__Data section__
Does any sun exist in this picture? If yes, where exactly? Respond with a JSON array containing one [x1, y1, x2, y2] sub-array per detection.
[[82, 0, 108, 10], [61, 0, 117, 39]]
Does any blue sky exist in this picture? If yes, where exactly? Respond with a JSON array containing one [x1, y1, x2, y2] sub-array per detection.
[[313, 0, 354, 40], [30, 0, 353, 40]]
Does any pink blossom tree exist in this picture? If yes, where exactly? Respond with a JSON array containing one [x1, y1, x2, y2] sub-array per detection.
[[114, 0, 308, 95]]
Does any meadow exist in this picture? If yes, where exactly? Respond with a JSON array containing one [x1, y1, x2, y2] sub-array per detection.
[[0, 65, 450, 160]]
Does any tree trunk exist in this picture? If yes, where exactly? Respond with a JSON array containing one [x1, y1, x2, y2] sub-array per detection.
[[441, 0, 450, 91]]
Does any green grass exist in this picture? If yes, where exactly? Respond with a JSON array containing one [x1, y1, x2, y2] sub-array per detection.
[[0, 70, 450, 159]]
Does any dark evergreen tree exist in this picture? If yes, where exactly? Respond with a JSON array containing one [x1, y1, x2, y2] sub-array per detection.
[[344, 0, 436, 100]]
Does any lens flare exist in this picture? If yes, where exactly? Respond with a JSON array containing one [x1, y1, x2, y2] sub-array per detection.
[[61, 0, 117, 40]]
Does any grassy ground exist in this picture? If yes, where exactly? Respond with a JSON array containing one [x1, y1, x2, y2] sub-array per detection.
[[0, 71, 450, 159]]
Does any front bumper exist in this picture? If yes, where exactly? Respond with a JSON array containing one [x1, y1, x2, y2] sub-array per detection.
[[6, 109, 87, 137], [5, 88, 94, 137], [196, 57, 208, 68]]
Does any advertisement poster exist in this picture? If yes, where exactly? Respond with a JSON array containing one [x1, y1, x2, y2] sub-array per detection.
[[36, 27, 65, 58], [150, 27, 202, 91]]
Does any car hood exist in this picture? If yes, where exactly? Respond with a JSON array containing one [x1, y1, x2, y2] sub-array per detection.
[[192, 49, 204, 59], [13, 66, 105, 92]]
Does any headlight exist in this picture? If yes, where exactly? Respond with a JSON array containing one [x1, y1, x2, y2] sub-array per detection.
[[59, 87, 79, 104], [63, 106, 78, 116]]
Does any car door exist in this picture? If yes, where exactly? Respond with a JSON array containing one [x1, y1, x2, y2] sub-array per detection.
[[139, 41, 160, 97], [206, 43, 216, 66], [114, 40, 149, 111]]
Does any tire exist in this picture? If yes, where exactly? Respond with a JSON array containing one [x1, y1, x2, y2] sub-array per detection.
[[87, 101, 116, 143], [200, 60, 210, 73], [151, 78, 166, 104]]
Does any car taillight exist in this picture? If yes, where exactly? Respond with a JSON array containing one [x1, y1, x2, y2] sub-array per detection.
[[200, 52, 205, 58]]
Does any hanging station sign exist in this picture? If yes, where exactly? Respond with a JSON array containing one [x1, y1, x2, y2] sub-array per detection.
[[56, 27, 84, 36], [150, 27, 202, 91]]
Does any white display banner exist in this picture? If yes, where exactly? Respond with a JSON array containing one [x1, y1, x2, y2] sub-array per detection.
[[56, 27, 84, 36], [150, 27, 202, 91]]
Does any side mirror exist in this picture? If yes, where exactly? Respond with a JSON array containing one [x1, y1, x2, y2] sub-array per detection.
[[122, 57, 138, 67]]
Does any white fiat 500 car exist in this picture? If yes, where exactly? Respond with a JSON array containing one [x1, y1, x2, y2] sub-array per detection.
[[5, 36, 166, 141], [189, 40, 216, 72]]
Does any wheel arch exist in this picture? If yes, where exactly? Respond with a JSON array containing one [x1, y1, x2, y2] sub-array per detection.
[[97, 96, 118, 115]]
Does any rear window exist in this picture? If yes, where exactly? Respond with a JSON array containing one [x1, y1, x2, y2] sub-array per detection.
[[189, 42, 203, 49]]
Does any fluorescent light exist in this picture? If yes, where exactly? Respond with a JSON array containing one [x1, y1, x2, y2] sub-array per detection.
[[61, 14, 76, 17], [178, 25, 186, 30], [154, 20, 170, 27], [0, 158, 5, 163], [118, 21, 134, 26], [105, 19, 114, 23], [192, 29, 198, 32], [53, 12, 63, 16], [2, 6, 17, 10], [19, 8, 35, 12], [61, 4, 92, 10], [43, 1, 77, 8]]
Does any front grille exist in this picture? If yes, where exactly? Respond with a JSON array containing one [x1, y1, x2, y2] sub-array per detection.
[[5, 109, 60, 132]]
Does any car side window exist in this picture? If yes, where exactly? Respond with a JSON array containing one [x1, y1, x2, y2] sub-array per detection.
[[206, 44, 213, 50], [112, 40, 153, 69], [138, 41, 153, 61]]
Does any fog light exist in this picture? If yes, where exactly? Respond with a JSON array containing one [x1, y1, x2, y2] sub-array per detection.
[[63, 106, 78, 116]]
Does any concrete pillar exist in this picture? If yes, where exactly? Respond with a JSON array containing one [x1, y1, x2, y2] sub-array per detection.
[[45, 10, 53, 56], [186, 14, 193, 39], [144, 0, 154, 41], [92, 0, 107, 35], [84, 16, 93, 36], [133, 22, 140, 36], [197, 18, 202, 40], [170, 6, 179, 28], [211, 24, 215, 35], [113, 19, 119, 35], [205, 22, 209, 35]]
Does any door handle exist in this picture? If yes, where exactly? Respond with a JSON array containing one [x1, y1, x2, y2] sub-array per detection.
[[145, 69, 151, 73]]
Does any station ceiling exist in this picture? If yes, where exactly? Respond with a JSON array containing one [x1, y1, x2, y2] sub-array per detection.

__Written exercise__
Revise the data from the line containing "Does any front bumper" down through the line containing "57, 208, 68]]", substituting "rear bumper" for "front bumper" and leaving everything else unchanged. Return only those lines.

__Task solution__
Does any rear bumper exist in this picture? If yes, where exactly? Respond with a JSON array containing one [x1, y1, x2, y2] sub-array per detection.
[[6, 109, 87, 137], [5, 88, 94, 137], [196, 57, 208, 68]]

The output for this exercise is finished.